PROMPT: From the data below, repeat exactly the lines from the line with "of the multi-story" to the line with "of the evergreen", both included.

Region pointing data:
↓
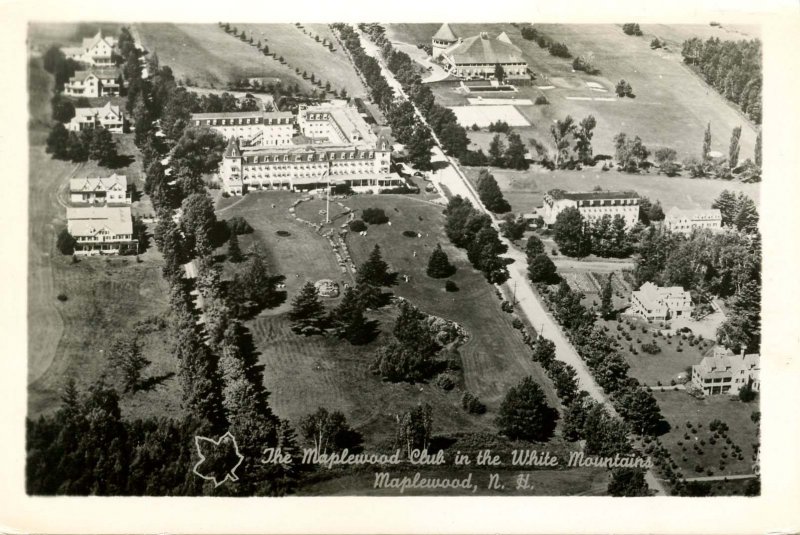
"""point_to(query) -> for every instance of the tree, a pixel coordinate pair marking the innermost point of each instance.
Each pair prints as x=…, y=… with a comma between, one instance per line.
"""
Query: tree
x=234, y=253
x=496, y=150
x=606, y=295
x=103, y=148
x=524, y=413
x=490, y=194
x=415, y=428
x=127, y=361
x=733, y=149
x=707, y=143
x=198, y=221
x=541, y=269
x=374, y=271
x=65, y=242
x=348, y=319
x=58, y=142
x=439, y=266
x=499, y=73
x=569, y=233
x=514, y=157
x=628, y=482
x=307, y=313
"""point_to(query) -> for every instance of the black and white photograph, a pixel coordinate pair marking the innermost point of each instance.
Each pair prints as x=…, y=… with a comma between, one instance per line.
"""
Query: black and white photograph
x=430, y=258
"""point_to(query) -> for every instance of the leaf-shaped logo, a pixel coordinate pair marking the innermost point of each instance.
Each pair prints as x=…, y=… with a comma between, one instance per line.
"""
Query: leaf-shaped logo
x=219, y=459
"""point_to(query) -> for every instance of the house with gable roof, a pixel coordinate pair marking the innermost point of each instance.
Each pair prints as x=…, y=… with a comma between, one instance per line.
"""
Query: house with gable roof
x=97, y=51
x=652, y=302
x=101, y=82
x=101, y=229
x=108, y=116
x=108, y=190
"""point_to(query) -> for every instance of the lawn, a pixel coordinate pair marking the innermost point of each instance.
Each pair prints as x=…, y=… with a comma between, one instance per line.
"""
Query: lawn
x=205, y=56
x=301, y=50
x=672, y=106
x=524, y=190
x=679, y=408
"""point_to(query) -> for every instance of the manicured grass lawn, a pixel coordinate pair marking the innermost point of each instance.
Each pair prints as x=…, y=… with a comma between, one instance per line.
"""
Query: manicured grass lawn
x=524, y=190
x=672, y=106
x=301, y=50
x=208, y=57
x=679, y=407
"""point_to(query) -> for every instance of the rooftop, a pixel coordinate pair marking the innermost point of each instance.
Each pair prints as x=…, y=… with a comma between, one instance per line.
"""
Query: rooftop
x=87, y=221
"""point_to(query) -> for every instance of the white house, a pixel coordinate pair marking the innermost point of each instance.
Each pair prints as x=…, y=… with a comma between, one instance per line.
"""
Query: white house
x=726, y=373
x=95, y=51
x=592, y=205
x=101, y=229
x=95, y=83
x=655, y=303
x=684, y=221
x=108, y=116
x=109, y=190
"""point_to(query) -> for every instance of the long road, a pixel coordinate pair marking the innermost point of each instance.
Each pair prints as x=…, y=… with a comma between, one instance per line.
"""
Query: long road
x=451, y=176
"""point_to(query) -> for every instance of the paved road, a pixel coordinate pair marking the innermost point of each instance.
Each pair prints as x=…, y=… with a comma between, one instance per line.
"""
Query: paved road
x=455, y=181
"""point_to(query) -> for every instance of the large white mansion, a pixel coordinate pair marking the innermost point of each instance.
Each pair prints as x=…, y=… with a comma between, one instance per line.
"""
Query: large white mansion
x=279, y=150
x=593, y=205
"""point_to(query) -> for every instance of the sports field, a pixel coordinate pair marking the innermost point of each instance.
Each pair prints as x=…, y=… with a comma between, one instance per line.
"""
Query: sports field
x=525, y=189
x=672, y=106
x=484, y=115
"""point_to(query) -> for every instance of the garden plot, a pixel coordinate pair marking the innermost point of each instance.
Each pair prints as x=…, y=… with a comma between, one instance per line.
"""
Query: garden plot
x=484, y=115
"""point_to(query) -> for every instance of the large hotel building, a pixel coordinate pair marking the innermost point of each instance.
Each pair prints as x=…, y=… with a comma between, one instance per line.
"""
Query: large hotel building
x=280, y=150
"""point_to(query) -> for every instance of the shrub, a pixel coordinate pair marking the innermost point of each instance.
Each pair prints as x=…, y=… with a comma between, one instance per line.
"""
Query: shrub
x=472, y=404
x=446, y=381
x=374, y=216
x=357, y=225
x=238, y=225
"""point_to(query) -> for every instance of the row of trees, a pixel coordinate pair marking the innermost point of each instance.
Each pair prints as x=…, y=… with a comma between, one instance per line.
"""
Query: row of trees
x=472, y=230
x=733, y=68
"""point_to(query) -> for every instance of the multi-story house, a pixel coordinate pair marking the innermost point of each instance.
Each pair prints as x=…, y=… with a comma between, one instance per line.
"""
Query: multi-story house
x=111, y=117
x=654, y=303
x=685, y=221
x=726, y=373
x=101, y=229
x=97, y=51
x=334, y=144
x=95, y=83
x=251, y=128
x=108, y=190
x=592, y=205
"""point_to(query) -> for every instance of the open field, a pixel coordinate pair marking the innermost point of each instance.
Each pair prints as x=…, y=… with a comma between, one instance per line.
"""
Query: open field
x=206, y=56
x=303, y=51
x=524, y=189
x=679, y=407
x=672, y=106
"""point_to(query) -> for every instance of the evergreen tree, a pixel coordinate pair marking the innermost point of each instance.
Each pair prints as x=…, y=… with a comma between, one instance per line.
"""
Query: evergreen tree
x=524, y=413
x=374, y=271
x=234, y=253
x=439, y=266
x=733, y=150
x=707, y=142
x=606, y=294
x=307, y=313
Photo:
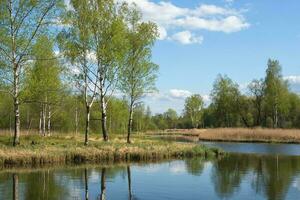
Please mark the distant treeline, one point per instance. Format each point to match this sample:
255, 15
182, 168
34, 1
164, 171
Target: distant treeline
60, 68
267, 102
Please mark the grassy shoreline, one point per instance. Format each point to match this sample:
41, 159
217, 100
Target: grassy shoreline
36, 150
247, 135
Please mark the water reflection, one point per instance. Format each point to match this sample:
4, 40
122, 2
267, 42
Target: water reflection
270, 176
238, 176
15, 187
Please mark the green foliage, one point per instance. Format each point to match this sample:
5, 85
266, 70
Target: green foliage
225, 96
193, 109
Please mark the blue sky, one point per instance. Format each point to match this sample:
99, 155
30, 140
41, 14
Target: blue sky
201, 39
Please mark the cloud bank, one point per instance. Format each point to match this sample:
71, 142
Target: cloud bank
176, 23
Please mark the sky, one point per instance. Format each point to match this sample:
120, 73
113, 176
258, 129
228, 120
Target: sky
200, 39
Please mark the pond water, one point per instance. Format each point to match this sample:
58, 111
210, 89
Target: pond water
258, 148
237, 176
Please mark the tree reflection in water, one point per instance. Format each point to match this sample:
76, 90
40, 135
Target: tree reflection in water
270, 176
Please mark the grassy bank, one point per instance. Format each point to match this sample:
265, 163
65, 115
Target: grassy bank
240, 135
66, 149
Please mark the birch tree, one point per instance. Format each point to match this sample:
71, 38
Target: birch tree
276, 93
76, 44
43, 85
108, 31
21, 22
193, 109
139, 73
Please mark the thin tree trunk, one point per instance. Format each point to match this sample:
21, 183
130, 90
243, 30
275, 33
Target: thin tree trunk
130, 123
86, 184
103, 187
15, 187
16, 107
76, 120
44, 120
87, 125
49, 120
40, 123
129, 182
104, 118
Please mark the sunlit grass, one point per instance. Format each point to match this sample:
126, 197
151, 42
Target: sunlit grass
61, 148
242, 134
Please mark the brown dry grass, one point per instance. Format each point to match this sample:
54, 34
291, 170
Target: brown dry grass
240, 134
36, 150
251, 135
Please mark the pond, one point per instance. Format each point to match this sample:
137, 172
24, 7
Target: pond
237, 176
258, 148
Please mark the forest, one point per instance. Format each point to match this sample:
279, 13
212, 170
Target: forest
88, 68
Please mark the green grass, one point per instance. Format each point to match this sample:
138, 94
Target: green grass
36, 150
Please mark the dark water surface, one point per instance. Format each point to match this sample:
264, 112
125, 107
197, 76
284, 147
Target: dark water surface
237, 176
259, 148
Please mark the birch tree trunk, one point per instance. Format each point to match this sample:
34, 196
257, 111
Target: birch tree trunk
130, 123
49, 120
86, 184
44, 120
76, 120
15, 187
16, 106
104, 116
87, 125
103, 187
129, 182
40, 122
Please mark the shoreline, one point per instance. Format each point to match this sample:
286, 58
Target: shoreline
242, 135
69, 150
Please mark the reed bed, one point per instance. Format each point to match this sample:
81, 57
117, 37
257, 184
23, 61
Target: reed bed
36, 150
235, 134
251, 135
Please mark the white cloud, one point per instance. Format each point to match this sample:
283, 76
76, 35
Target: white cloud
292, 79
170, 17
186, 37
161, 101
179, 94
↑
ANSWER SPACE:
"""point_to(query) -> for every instance of the multi-story house, a pixel coordinate pair marking the innermost point of each instance.
Each pair prints as x=…, y=… with a comma between, one instance per line.
"""
Query: multi-story house
x=111, y=117
x=654, y=303
x=685, y=221
x=726, y=373
x=101, y=229
x=97, y=51
x=334, y=144
x=95, y=83
x=251, y=128
x=108, y=190
x=592, y=205
"""point_to(query) -> for every instance of the open field, a pixel coordinate pair marking the innermost point of each instance.
Each pair prints as x=…, y=… with a comma between, one instance per line.
"""
Query: open field
x=206, y=56
x=303, y=51
x=524, y=189
x=679, y=407
x=672, y=106
"""point_to(query) -> for every instance of the evergreen tree, a pixel coordinate pair marking the innermost point of each instance.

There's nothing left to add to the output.